### WORK REQUIRED
Reproduce the entries in full, with no changes.

□ □ □

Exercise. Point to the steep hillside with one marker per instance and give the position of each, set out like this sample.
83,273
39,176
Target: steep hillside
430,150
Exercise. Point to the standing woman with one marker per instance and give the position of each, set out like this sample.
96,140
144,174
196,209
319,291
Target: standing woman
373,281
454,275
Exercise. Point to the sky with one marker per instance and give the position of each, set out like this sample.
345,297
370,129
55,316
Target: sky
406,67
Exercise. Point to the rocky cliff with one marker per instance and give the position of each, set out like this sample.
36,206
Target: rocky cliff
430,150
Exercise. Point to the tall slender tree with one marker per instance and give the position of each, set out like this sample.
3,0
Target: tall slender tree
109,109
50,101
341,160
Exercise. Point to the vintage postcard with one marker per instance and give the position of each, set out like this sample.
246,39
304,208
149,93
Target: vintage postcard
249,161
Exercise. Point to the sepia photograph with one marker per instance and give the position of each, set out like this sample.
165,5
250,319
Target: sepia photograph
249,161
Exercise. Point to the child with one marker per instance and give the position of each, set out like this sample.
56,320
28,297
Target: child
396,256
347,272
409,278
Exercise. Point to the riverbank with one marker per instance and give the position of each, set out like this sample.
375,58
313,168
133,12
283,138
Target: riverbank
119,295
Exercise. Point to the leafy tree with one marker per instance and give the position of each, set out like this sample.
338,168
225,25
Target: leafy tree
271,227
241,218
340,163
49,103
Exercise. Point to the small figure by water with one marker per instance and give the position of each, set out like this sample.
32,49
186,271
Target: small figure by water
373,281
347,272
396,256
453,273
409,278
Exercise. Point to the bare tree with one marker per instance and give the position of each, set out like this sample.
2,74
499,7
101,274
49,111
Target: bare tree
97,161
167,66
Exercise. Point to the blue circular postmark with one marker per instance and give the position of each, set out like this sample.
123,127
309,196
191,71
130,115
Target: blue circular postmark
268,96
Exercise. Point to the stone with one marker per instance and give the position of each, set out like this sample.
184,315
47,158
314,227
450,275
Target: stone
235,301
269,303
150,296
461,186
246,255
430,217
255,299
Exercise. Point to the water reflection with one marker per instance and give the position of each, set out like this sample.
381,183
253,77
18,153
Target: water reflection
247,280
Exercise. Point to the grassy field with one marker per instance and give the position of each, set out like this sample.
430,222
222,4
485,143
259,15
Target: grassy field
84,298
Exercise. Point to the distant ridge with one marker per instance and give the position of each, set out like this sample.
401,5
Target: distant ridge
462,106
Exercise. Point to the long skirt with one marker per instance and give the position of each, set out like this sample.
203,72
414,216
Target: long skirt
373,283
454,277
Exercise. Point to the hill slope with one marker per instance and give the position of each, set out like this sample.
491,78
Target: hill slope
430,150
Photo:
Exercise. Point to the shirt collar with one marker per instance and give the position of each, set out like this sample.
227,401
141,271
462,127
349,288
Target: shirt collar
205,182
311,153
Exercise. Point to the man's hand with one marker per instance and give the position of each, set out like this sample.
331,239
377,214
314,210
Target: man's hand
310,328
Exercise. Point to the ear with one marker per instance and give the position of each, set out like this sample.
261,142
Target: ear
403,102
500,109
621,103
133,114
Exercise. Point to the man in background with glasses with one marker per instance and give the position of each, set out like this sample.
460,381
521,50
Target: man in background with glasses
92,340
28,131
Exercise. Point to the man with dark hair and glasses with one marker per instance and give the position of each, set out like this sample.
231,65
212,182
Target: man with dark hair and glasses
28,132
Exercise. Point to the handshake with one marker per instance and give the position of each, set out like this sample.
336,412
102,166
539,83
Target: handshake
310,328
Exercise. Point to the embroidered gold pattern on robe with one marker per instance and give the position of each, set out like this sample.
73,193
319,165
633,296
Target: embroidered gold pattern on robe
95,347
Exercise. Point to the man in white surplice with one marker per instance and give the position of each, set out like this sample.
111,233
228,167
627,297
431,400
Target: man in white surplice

□ □ □

### ANSWER FOR THIS EXERCISE
Exercise. Point to the steep hillside with one marker per instance and give the position of each, set out like this sample.
83,273
39,176
Target: steep hillside
430,150
Exercise. Point to the standing woman with one marker per instance and give the position of each, set out like this sample.
96,140
144,174
196,209
319,291
Target: standing woman
373,281
454,275
Exercise. Point to the sky with one marker per instance and give the position of each, set out like this sample.
345,297
370,129
55,316
Target: sky
406,67
Exercise. Point to the rocky cliff with one marker per instance and give the position of each, set out like this sample.
36,206
Target: rocky cliff
430,150
Exercise. Point to the tall slender tree with one marker per instance and give the position of each, set out like this sample.
3,0
Target: tall slender tree
109,109
50,101
341,160
Exercise. Point to the vintage postcard with one marker per instance and give the position of each, set out like this sample.
246,39
304,208
149,93
Target: vintage postcard
249,161
Exercise. Point to the sepia photograph with one marker per instance and give the position of each, set out like this sample.
165,5
250,319
Target: sepia photograph
249,161
Exercise. Point to the child with one marker per instance and give the position of each, set out like this sample.
56,320
28,297
Target: child
396,256
347,272
409,278
Exercise. Point to the riverbank with one marker per instance and give the position of each, set out like this sample.
375,58
313,168
133,12
283,138
Target: riverbank
119,295
Exercise. Point to the leafy tree with one marker per instance and give the position of each, set out like this sample.
338,168
225,25
Target: leafy tree
271,227
241,218
340,163
49,103
Exercise. Point to the small figure by water with one marker per instance and give the position of each, set out like this sample.
32,49
186,271
Target: small figure by water
373,281
347,272
396,256
453,273
409,278
Exercise. Point to the bare tree with one marker per instance and give the position of each, set out like this sample.
2,74
499,7
101,274
49,111
Target: bare tree
97,161
167,66
Exercise. Point to the blue circular postmark with one marker per instance and give the position of each, set out like this sample.
123,127
309,196
191,71
130,115
Target: blue circular postmark
268,96
Exercise. Point to the stone with one marker per instance and give the position of each, set out like this sample.
184,315
47,158
314,227
450,275
Target: stone
235,301
269,303
150,296
461,186
246,255
430,217
255,299
Exercise. Point to the water reflection with one marker per instance and give the position of each, set out like this sample.
381,183
253,77
18,153
Target: water reflection
247,280
Exercise. Point to the grassy field with one marker per instance and give the position of each, set out like this sample.
430,222
222,4
485,143
259,15
Target: grassy field
84,298
Exercise. Point to the distant ridge with one marker per instance and give the position of each, set out like this sample.
401,5
Target: distant ridge
462,106
Exercise. Point to the long skirt with one marker per instance and give the position of each, set out like this sample.
203,72
414,216
Target: long skirt
373,283
454,277
Exercise. Point to the hill slope with one marker per instance and give the position of each, set out like this sample.
491,78
Target: hill slope
430,150
Photo:
Exercise. Point to the shirt collar with one marker per instance and give the position of each, set out like this sample.
227,401
141,271
462,127
349,288
Target: shirt collar
205,182
311,153
Exercise. Point to the man's hand with one marker per instance and give the position of each, set out like this sample.
331,239
377,214
314,210
Target: man's hand
310,328
Exercise. Point to the ear with one marker per instance and give the position of each, set out like this sample.
261,142
Target: ear
403,102
500,109
621,103
133,114
Exercise. Point to the man in background with glasses with one marker per instance and give the position of each, set out like this sample.
460,381
521,50
Target: man in background with glasses
92,340
28,131
Exercise. Point to the man with dark hair and glasses with one marker per instance and give the position of each, set out like this sample.
231,65
212,182
Target: man with dark hair and glasses
28,132
Exercise. Point to the handshake with one marker per instance and give the position of each, set out like this sample.
336,412
102,166
539,83
Target: handshake
310,328
Exercise. Point to the embroidered gold pattern on robe with one marker per instance and give the position of each, set out like this sample.
73,193
319,165
633,296
Target: embroidered gold pattern on robe
95,347
Exercise. Point to the man in white surplice with one marker per instance and give the position of each, set out like this sample.
111,233
228,167
627,297
431,400
Target: man in white surplice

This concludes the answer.